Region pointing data
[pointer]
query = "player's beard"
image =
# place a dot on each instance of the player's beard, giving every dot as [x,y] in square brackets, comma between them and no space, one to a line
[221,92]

[Exercise brief] From the first line down to the last, give the records again exactly.

[Response area]
[pointer]
query = "player's beard"
image =
# place a dot on each instance of the player's beard, giving every dot as [x,y] in square brackets, comma between them and no space, one to a line
[221,92]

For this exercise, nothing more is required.